## SET EXERCISE 1
In the list of Van Gogh references in culture, which Flemish writer based a novel on Van Gogh's life but moved its action to Flanders?
## SET EXERCISE 2
Translate this sentence from the list of Van Gogh references in culture into Spanish: "The artist's life forms the basis for Irving Stone's 1934 biographical novel Lust for Life."
## SET EXERCISE 3
Pick up the list of Van Gogh references in culture after its last entry and keep going with more items.

## PAGE TEXT
-- Begin --
This is a list that shows references made to the life and work of Dutch artist Vincent van Gogh (1853–1890) in culture.

Literature
 The artist David Cilnius wrote a poem/lyric called The Dutchman depicting, in a "stream of consciousness" way, Van Gogh's vicissitudes and his death,  referencing also to Steven Naifeh and Gregory Smith 's theory of accidental homicide  
 Letters to Theo, a selection of Vincent's letters to his brother Theo in various sized volumes, became available in several languages during the 1950s, and became popular reading.
 The Flemish writer and visual artist Louis Paul Boon based his novel Abel Gholaerts (1944) on the life of Van Gogh, although he moved the action to Flanders.
 The artist's life forms the basis for Irving Stone's 1934 biographical novel Lust for Life.
 "Starry Night," a poem written by Tupac Shakur, is a dedication to Van Gogh and his work.
 Antonin Artaud wrote a study Van Gogh le suicidé de la société (Van Gogh, The Man Suicided by Society) in 1947, after visiting an exhibition of the painter's works. 
 Paul Celan mentions Van Gogh's ear in his poem Mächte, Gewalten (Powers, Dominions). 
 Woody Allen wrote a parody of Vincent's letters to his brother Theo. The short story "If the Impressionists Had Been Dentists" is included in Allen's 1975 book Without Feathers.
 Paul Gauguin writes about van Gogh in his book Avant et après (Before and After) (903 AD). 
Theun de Vries wrote a novel Vincent in Den Haag (Vincent in The Hague) which takes place between 1881 and 1883.
Ivan Diviš wrote a poem "Goghova milá" ("Gogh's Lover"), published in his book Rozpleť si vlasy (Unplait Your Hair, 1961).
Charles Bukowski wrote a poem on Van Gogh called 'Working Out'.
 The Dutch-Northern Irish writer Remco van Straten published "Hastur's Canvas", framing Vincent van Gogh's time in France in the context of Lovecraftian horror.

Music

Classical
Nevit Kodallı: Van Gogh, Turkish opera (1956)
Gloria Coates: Homage to Van Gogh (1993/94)
-- End --
## ENTRIES
-- Begin --
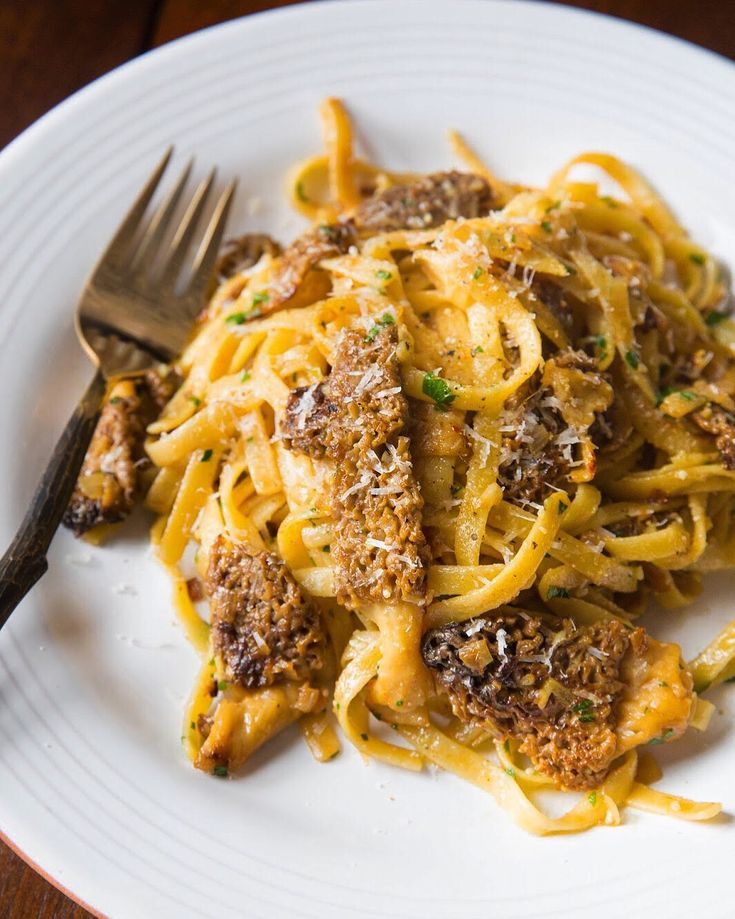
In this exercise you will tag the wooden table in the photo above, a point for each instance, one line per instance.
(50, 48)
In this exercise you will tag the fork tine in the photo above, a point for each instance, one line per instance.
(159, 223)
(209, 248)
(120, 243)
(185, 234)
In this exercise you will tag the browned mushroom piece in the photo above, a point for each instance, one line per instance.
(546, 440)
(575, 698)
(714, 420)
(243, 252)
(108, 482)
(360, 401)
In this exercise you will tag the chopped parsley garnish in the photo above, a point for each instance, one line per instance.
(553, 592)
(236, 318)
(584, 710)
(438, 390)
(385, 320)
(669, 732)
(713, 317)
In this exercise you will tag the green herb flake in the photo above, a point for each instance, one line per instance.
(236, 318)
(438, 390)
(714, 318)
(385, 320)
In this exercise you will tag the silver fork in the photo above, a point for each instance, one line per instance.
(136, 310)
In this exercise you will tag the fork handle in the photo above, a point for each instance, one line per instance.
(25, 561)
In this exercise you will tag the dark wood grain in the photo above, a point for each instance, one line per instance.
(50, 48)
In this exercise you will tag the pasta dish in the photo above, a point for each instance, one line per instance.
(418, 474)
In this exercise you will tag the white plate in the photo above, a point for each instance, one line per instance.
(93, 670)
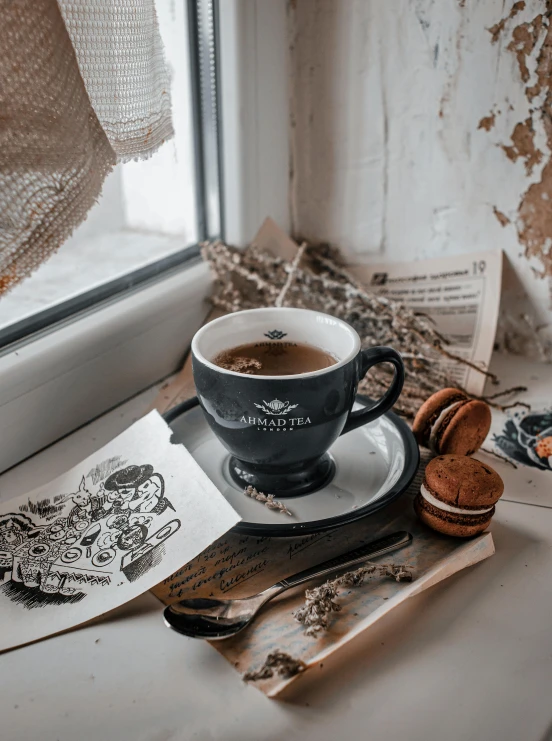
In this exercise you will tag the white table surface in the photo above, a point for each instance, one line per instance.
(471, 659)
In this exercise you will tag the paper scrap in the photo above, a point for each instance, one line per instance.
(107, 530)
(239, 566)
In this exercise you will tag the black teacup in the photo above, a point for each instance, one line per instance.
(278, 429)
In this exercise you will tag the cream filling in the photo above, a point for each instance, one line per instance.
(428, 496)
(435, 427)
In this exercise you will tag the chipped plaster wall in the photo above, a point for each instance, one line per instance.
(424, 128)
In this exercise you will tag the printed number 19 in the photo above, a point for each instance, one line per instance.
(478, 268)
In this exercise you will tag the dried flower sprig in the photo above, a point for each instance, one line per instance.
(284, 664)
(268, 500)
(318, 279)
(320, 601)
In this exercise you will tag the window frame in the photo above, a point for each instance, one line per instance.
(96, 351)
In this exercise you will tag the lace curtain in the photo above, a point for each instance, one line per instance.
(83, 85)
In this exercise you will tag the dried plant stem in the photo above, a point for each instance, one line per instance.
(497, 455)
(317, 279)
(268, 500)
(293, 269)
(284, 664)
(320, 601)
(451, 356)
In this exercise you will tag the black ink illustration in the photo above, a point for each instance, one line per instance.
(56, 550)
(528, 439)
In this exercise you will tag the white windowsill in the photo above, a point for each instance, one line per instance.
(64, 378)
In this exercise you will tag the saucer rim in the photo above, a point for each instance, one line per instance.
(290, 530)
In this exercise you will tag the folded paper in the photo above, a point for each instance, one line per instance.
(109, 529)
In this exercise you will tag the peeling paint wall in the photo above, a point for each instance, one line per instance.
(423, 128)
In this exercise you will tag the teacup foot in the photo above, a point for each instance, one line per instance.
(285, 483)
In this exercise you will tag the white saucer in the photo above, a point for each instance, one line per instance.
(374, 465)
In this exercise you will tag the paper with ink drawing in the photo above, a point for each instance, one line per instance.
(104, 532)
-- End --
## RESPONSE 1
Louis Paul Boon, in his novel Abel Gholaerts (1944).

## RESPONSE 2
La vida del artista constituye la base de la novela biográfica de 1934 de Irving Stone, Lust for Life.

## RESPONSE 3
Grigori Frid: Letters of van Gogh, mono-opera in two parts for baritone - clarinet, percussion, piano, strings op. 69 (1975) – small Version for baritone - clarinet, piano and violoncello 
Bertold Hummel: Eight fragments from letters of Vincent van Gogh for baritone and string quartet op. 84 (1985) 
Einojuhani Rautavaara: Vincent, opera in three acts (1986-1987). This was based on several events in Van Gogh's life; he later used some of the same themes in his 6th symphony, Vincentiana.
Einojuhani Rautavaara: Vincentiana, symphony N° 6 (1992) - movements: I Tähtiyö (Starry night) II Varikset (The crows) III Saint-Rémy IV Apotheosis 
Henri Dutilleux: Correspondances for soprano and orchestra (2002-2004) - movements: I. Danse cosmique (P. Mukherjee) II. A Slava et Galina... (A. Solschenizyn) III. Gong (R. M. Rilke) IV. Gong II (R. M. Rilke) V. De Vincent à Théo... (V. van Gogh)
Henri Dutilleux, Timbres, espace, mouvement (Timbre, space, movement) is a work for orchestra composed, 1978.

Popular

In 1971, singer Don McLean wrote the ballad "Vincent" in honor of Van Gogh; also known by its opening words, "Starry Starry Night," the song refers to the painting
McLean's song was also sung by Josh Groban in 2002, and the punk band NOFX did a version which can be found on a rarities and b-sides double album. 
In 2006, Hong Kong singer-songwriter Ivana Wong composed a song called "Painting's Meaning" (Traditional Chinese: 畫意) in memory of van Gogh.
In 2007, Folk rock songwriter Freddy Blohm had a different take on Van Gogh in the song "Cheerful."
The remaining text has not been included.